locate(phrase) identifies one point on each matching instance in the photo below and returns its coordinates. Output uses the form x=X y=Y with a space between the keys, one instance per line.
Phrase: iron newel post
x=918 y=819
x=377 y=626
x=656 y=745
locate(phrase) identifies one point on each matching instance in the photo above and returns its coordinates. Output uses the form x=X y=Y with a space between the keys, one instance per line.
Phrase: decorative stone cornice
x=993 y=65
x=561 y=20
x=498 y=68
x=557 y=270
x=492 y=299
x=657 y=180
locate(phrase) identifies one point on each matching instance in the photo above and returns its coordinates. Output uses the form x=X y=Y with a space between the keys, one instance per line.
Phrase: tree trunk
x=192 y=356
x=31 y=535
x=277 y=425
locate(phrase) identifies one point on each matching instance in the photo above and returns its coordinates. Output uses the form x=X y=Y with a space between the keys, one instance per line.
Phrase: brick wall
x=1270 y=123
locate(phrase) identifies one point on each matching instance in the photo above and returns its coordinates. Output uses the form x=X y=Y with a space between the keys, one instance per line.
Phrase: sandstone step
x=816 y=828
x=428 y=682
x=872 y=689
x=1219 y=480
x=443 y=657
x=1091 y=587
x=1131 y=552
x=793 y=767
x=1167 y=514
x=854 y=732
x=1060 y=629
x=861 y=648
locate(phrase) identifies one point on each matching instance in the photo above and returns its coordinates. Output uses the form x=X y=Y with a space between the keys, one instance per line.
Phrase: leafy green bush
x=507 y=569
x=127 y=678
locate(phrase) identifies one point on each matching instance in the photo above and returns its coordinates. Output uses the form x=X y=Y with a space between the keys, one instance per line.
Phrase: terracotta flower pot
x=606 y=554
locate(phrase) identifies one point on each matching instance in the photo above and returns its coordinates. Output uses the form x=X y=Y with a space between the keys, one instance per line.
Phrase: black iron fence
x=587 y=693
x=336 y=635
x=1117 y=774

## TASK DETAILS
So that nothing is lost, please reproduce each entry exactly as written.

## WRITTEN REPLY
locate(phrase) identifies one point on each matching instance in the photo below and returns its coordinates. Output uses the form x=X y=Y with a space between the keys, one instance per line.
Phrase: iron newel post
x=918 y=819
x=377 y=626
x=656 y=745
locate(phrase) identifies one point on each matching instance in the photo above and returns its coordinates. Output uses the form x=X y=Y with a space between the keys, one instance per line.
Phrase: decorative stone cornice
x=993 y=65
x=561 y=20
x=498 y=68
x=557 y=270
x=492 y=299
x=657 y=180
locate(phrase) identifies one point on each matching instance in the photo above and returns its coordinates. Output uses the form x=X y=Y with a space between the keys, one instance per line.
Phrase: tree trunk
x=192 y=356
x=31 y=535
x=277 y=425
locate(phrase) identifies one point on each matching instance in the photo above and returns its coordinates. Output uses the form x=X y=Y with a space between the keys, one instance per line.
Phrase: brick wall
x=1270 y=123
locate(phrase) identifies one point on each matching instance in the photo above and returns its coordinates. Output uses the form x=X y=Y with a space between the keys, one instance per line.
Phrase: sandstone step
x=816 y=828
x=428 y=682
x=872 y=689
x=1219 y=480
x=443 y=657
x=1091 y=587
x=1131 y=552
x=793 y=767
x=1167 y=514
x=854 y=732
x=1060 y=629
x=861 y=648
locate(phrase) identifies one point on each matching instance in the photo above and returns its coordinates. Output uses the form x=X y=Y with a space between the keys, one instance per line.
Phrase: leafy green bush
x=507 y=569
x=127 y=678
locate(phrase) identifies one point on each matching instance in the photo above and returns its coordinates. Output uses the form x=X y=Y with a space between the keys, one instance per line.
Phrase: terracotta flower pot
x=606 y=554
locate(phrase) identifies one point on each matching instance in the photo above and returns its coordinates. Output uses the form x=X y=Y with a space between the keys, one instance per line.
Phrase: black iron fence
x=587 y=693
x=336 y=635
x=1117 y=774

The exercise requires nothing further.